## Article
Does IT matter? The question was raised most prominently by Carr (2003a; 2004; 2005) who argued that, as information technology’s power and ubiquity has grown its strategic importance has diminished. Brown and Hagel (2003) described Carr’s (2003a) initial contribution as an ‘important, perhaps even seminal, piece’. There is little doubt that Carr’s intervention is timely (because there is increasing evidence that IT is becoming a commodity) and provocative (because IT spend continues to take a significant slice of the corporate budget1). But is he right?
In his later prediction of ‘The end of corporate computing’ Carr (2005) cites the development of advanced information technologies such as web services, grid computing and service-oriented architectures as evidence that IT is becoming (or has already become) commoditised. It follows that, because bundles of hardware, software and processes are available to everyone, no one firm can gain a competitive advantage by acquiring and using them. As processes are increasingly bundled with software (for example, a credit checking function has become an automated routine of computer instructions) then opportunities for firms to differentiate on the basis of processes are reduced, and IT (as a bundle of hardware, software and processes) becomes more of a utility.

## Data provided
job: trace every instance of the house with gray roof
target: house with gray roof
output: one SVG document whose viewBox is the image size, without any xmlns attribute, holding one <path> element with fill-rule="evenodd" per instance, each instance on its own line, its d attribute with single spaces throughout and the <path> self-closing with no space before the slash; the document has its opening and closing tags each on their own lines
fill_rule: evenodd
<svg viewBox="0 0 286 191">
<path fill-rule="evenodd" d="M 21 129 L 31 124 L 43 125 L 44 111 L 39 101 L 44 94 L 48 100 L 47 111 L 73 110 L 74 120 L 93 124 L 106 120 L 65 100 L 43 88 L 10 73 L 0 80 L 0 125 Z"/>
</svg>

## Things to do
1: Name the advanced information technologies that the passage on whether IT matters cites as evidence that IT is becoming commoditized.
2: Resume the passage on whether IT matters, picking up after its final sentence.
You won't need the rows for anything here.

## Task answers
1:
- Web services
- Grid computing
- Service-oriented architectures

2:
Carr’s questioning of the strategic value of IT has energised academic and practitioner discourse on the relationship between IT and competitive advantage. Unsurprisingly, his thesis has not gone unchallenged. Sward (2006: 7) appears readily dismissive when he writes: ‘the response from gurus in the IT field was immediate. Individuals like Paul Strassman, John Seely Brown, and Chris Langdon, along with numerous business school professors, responded, as did several leading CIOs. These individuals outlined counter arguments that were powerful, articulate and persuasive’. However, citing House (2004), he then acknowledges a downside. The responses were targeted at IT professionals, whereas Carr wrote his original article for CEOs. In fact, as we shall discover, there are several good, direct responses to Carr addressed at CEO level and a great deal of intellectual ‘heavy lifting’ in the strategic management literature that can be used for this purpose.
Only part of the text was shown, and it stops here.